■ DATA FOR REVIEW ■
***
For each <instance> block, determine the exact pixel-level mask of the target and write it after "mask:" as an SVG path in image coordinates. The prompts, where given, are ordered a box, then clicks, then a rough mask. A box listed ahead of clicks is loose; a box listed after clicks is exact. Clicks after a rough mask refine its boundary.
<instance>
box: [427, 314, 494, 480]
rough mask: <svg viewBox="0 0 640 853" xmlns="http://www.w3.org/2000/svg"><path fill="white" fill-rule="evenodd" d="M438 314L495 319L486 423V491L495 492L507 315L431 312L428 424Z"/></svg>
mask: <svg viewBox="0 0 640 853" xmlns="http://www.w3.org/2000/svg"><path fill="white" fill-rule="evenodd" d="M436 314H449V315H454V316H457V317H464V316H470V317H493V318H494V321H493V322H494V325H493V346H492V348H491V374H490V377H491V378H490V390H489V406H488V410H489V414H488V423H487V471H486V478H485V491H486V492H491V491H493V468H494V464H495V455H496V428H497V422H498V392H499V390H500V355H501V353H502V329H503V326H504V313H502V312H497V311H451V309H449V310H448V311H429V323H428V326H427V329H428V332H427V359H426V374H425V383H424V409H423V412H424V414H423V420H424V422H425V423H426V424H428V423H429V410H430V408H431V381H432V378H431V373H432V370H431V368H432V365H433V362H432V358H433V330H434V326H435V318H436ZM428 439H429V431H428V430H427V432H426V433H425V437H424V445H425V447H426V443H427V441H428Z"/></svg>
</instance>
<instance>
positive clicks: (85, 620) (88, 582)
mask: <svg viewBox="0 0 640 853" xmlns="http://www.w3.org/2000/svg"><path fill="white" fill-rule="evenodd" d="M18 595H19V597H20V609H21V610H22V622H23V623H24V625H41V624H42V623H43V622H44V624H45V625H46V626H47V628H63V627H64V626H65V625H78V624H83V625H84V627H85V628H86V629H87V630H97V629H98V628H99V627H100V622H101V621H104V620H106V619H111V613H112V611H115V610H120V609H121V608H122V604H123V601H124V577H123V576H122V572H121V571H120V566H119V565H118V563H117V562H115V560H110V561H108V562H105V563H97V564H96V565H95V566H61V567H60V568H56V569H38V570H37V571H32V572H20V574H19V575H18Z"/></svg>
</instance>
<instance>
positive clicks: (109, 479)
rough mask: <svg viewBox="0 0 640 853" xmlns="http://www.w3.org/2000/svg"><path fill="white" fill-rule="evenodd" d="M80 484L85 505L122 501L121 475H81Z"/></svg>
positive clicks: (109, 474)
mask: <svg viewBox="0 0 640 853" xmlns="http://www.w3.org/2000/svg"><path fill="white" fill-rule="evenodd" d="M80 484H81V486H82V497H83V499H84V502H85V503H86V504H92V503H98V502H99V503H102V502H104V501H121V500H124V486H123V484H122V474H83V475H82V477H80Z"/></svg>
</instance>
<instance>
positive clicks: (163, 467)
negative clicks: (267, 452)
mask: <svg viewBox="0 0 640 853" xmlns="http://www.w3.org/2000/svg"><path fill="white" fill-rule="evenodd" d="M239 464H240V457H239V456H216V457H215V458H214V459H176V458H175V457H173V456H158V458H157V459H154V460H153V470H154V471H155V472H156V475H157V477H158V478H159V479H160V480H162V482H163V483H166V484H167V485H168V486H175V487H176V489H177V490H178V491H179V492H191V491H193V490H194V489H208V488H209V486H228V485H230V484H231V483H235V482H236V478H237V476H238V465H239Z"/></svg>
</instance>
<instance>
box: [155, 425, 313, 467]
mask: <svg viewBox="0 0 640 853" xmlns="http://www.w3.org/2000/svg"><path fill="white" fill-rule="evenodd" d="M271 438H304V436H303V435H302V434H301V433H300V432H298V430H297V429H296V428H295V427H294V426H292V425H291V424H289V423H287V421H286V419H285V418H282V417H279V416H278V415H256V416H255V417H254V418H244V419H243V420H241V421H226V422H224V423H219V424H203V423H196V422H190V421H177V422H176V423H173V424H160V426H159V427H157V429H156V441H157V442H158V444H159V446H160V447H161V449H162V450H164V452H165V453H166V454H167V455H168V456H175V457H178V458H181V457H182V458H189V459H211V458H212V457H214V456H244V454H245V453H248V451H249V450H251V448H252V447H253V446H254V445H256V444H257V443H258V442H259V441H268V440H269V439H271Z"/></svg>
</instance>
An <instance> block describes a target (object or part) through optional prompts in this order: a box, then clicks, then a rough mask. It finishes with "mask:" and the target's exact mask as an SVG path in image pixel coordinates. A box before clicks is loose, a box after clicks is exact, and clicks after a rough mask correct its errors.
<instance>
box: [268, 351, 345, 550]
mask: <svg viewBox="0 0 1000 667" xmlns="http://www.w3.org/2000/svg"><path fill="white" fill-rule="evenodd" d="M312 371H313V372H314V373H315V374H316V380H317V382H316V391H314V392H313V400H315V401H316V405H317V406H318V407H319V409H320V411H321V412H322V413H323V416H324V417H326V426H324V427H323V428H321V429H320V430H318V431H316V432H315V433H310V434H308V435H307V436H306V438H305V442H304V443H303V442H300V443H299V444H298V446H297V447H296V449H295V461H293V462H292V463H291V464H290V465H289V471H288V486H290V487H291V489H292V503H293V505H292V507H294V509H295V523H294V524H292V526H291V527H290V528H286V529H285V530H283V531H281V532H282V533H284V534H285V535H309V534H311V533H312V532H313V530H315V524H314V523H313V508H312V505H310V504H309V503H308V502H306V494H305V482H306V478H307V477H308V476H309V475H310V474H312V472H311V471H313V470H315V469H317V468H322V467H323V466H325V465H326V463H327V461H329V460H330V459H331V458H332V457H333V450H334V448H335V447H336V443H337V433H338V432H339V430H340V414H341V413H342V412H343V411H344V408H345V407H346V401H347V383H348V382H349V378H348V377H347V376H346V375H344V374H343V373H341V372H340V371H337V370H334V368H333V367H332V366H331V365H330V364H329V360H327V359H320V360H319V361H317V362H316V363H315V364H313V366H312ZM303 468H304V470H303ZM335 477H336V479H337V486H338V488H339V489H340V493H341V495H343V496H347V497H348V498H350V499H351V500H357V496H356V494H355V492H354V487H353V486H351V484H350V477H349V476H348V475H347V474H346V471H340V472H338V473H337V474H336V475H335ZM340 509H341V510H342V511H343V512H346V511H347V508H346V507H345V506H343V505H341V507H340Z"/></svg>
***
■ TO-DO ITEM ■
Retype everything from the start of the rows down to and including the line containing "314L495 319L486 423V491L495", character for character.

■ ANSWER TO THIS TASK ■
For each <instance> block, determine the exact pixel-level mask of the target and write it after "mask:" as an SVG path in image coordinates. The prompts, where given, are ordered a box, then clicks, then a rough mask. A box listed ahead of clicks is loose; a box listed after clicks is exact. Clicks after a rough mask refine its boundary.
<instance>
box: [427, 314, 494, 480]
rough mask: <svg viewBox="0 0 640 853" xmlns="http://www.w3.org/2000/svg"><path fill="white" fill-rule="evenodd" d="M438 314L495 319L486 423V491L495 492L507 315L431 312L428 424Z"/></svg>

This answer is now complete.